== Work to complete ==
Every record below should be printed exactly as given.

++++++

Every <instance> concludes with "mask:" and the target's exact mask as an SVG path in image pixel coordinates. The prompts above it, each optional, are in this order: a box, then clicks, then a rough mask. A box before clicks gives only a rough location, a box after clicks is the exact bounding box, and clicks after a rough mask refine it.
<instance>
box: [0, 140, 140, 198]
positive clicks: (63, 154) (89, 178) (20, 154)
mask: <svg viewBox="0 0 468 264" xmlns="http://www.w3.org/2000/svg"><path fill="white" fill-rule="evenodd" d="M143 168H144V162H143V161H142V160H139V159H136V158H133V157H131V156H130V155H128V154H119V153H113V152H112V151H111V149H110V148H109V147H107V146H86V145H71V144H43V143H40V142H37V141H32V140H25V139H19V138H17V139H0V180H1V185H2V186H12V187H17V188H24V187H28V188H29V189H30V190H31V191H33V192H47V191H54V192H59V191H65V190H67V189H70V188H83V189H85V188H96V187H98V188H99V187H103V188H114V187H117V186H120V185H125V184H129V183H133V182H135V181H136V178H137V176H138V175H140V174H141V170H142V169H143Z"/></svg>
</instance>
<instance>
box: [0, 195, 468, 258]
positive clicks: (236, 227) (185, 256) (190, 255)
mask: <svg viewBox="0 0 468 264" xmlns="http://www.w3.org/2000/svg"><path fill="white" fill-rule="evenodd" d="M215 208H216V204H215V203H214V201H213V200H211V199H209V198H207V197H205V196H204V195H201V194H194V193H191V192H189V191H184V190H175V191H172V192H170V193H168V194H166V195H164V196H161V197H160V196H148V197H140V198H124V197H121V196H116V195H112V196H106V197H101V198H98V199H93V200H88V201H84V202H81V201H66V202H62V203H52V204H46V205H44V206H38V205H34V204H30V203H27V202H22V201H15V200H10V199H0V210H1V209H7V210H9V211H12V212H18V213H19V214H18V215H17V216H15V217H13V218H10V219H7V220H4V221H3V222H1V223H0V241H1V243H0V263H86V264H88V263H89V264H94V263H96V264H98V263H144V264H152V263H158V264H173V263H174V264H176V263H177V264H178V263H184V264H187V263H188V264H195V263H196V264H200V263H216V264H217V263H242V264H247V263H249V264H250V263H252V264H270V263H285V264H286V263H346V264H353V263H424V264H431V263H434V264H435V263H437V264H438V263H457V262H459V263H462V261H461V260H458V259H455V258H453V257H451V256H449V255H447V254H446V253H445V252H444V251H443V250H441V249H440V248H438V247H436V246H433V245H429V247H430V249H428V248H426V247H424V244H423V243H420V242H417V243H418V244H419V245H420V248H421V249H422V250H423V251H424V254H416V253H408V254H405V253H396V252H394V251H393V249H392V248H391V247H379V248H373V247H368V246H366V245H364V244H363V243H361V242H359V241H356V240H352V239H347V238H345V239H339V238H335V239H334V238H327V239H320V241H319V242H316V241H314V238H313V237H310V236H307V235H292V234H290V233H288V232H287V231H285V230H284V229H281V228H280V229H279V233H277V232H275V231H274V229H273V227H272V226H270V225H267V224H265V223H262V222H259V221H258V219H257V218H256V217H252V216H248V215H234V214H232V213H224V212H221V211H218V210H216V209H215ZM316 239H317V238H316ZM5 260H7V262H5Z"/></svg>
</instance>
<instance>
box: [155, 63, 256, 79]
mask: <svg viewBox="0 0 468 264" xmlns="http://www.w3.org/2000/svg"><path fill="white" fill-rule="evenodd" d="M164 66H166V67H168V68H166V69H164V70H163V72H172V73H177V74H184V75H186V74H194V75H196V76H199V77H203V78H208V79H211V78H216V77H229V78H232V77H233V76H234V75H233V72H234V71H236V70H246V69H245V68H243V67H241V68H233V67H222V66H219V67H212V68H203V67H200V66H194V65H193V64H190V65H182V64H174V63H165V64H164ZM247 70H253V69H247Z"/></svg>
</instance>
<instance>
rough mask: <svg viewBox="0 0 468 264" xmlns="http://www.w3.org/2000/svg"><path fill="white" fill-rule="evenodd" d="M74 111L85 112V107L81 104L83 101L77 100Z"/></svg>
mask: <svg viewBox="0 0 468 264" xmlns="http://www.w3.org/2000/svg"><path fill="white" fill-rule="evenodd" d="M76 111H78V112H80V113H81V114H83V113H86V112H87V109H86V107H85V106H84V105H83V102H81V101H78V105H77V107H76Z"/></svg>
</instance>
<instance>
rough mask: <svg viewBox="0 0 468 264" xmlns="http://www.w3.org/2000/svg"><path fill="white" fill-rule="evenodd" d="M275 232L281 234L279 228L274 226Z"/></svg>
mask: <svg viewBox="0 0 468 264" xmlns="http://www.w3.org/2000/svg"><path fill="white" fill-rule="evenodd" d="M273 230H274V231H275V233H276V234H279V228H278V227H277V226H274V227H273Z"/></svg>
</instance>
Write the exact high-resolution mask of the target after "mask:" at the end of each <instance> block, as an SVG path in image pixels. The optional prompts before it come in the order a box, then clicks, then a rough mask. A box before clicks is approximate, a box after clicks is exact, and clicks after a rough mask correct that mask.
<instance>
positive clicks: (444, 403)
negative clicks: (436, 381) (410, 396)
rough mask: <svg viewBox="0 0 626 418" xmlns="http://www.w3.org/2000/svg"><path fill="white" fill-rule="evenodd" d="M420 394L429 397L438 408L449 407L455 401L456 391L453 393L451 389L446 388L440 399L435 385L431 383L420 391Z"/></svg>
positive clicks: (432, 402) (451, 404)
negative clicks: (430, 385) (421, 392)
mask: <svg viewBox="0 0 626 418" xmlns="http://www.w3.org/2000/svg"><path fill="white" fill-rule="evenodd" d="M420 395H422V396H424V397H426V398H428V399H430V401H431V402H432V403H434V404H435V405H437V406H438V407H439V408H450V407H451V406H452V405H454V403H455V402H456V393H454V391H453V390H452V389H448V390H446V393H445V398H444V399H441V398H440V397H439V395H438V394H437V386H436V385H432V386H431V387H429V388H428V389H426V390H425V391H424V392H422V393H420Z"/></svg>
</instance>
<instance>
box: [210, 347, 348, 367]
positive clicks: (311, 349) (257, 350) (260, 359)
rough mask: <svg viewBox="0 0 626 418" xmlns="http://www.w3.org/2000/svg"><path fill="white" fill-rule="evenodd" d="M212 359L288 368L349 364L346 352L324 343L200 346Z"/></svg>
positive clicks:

++++++

== Output of the task ==
Every <instance> concludes with "mask:" and the target's exact mask as an SVG path in image pixel coordinates. The prompts above it, each optional, are in this order: a box, then clicks, then a rough mask. A box before clicks gives only a rough location, a box after clicks is the exact bounding box, and clicks after a rough mask refine it.
<instance>
box: [0, 140, 140, 198]
positive clicks: (63, 154) (89, 178) (20, 154)
mask: <svg viewBox="0 0 468 264" xmlns="http://www.w3.org/2000/svg"><path fill="white" fill-rule="evenodd" d="M143 168H144V162H143V161H142V160H139V159H136V158H133V157H131V156H130V155H128V154H119V153H113V152H112V151H111V149H110V148H109V147H107V146H86V145H71V144H43V143H40V142H37V141H32V140H25V139H19V138H17V139H0V180H1V185H2V186H12V187H17V188H24V187H28V188H29V189H30V190H31V191H33V192H47V191H54V192H59V191H65V190H67V189H70V188H83V189H85V188H96V187H98V188H99V187H103V188H114V187H117V186H120V185H125V184H129V183H133V182H135V181H136V178H137V176H138V175H140V174H141V170H142V169H143Z"/></svg>
</instance>
<instance>
box: [0, 195, 468, 258]
positive clicks: (236, 227) (185, 256) (190, 255)
mask: <svg viewBox="0 0 468 264" xmlns="http://www.w3.org/2000/svg"><path fill="white" fill-rule="evenodd" d="M215 208H216V204H215V203H214V201H213V200H211V199H209V198H207V197H205V196H204V195H201V194H194V193H191V192H189V191H184V190H175V191H172V192H170V193H168V194H166V195H164V196H161V197H160V196H148V197H140V198H124V197H121V196H116V195H112V196H106V197H101V198H98V199H93V200H88V201H84V202H81V201H66V202H62V203H52V204H46V205H44V206H38V205H34V204H30V203H27V202H22V201H15V200H10V199H0V210H1V209H7V210H9V211H12V212H18V213H19V214H18V215H17V216H15V217H13V218H10V219H7V220H4V221H3V222H1V223H0V241H1V243H0V263H86V264H88V263H89V264H94V263H96V264H98V263H144V264H152V263H158V264H173V263H174V264H176V263H177V264H178V263H184V264H187V263H188V264H195V263H196V264H200V263H216V264H217V263H242V264H247V263H249V264H250V263H252V264H270V263H285V264H286V263H346V264H353V263H424V264H431V263H434V264H435V263H437V264H438V263H457V262H459V263H462V261H461V260H458V259H455V258H453V257H451V256H449V255H447V254H446V253H445V252H444V251H443V250H441V249H440V248H438V247H436V246H433V245H429V247H430V249H428V248H426V247H424V244H423V243H420V242H417V243H418V244H419V245H420V248H421V249H422V250H423V251H424V254H416V253H408V254H405V253H396V252H394V251H393V249H392V248H391V247H379V248H373V247H368V246H366V245H364V244H363V243H361V242H359V241H356V240H352V239H347V238H345V239H339V238H335V239H334V238H327V239H320V241H319V242H316V241H314V238H313V237H310V236H307V235H292V234H290V233H288V232H287V231H285V230H284V229H281V228H280V229H279V233H277V232H275V231H274V229H273V227H272V226H270V225H267V224H265V223H262V222H259V221H258V219H257V218H256V217H252V216H248V215H234V214H232V213H224V212H221V211H218V210H216V209H215ZM316 239H317V238H316ZM5 260H7V262H5Z"/></svg>
</instance>
<instance>
box: [155, 63, 256, 79]
mask: <svg viewBox="0 0 468 264" xmlns="http://www.w3.org/2000/svg"><path fill="white" fill-rule="evenodd" d="M164 66H166V67H168V68H166V69H164V70H163V72H172V73H177V74H184V75H186V74H194V75H196V76H199V77H203V78H208V79H211V78H216V77H229V78H232V77H233V76H234V75H233V72H234V71H236V70H246V69H245V68H243V67H241V68H233V67H222V66H219V67H212V68H203V67H200V66H194V65H193V64H190V65H182V64H174V63H165V64H164ZM247 70H253V69H247Z"/></svg>
</instance>
<instance>
rough mask: <svg viewBox="0 0 468 264" xmlns="http://www.w3.org/2000/svg"><path fill="white" fill-rule="evenodd" d="M74 111L85 112V107L81 104L83 101L77 100Z"/></svg>
mask: <svg viewBox="0 0 468 264" xmlns="http://www.w3.org/2000/svg"><path fill="white" fill-rule="evenodd" d="M76 111H78V112H80V113H81V114H83V113H86V112H87V109H86V107H85V106H84V105H83V102H81V101H78V105H77V107H76Z"/></svg>
</instance>
<instance>
rough mask: <svg viewBox="0 0 468 264" xmlns="http://www.w3.org/2000/svg"><path fill="white" fill-rule="evenodd" d="M275 232L281 234L279 228L274 226Z"/></svg>
mask: <svg viewBox="0 0 468 264" xmlns="http://www.w3.org/2000/svg"><path fill="white" fill-rule="evenodd" d="M273 230H274V231H275V233H276V234H279V228H278V227H277V226H274V227H273Z"/></svg>
</instance>
Write the exact high-resolution mask of the target after "mask:" at the end of each <instance> block, as an SVG path in image pixels. The optional prompts before it come in the order a box, then clicks, then a rough mask. A box before clicks is approximate, a box after clicks is exact, and clicks after a rough mask correct that mask.
<instance>
positive clicks: (444, 403)
negative clicks: (436, 381) (410, 396)
rough mask: <svg viewBox="0 0 626 418" xmlns="http://www.w3.org/2000/svg"><path fill="white" fill-rule="evenodd" d="M420 394L429 397L438 408L449 407L455 401L456 391L453 393L451 389L446 388L440 399L435 385L431 383L420 391Z"/></svg>
positive clicks: (432, 402) (451, 404)
negative clicks: (430, 385) (421, 392)
mask: <svg viewBox="0 0 626 418" xmlns="http://www.w3.org/2000/svg"><path fill="white" fill-rule="evenodd" d="M420 395H422V396H424V397H426V398H428V399H430V401H431V402H432V403H434V404H435V405H437V406H438V407H439V408H450V407H451V406H452V405H454V403H455V402H456V393H454V391H453V390H452V389H448V390H446V393H445V398H444V399H441V398H440V397H439V395H438V394H437V386H436V385H432V386H431V387H429V388H428V389H426V390H425V391H424V392H422V393H420Z"/></svg>
</instance>
<instance>
box: [210, 347, 348, 367]
positive clicks: (311, 349) (257, 350) (260, 359)
rough mask: <svg viewBox="0 0 626 418" xmlns="http://www.w3.org/2000/svg"><path fill="white" fill-rule="evenodd" d="M212 359L288 368L349 364L346 352L324 343L200 346Z"/></svg>
positive clicks:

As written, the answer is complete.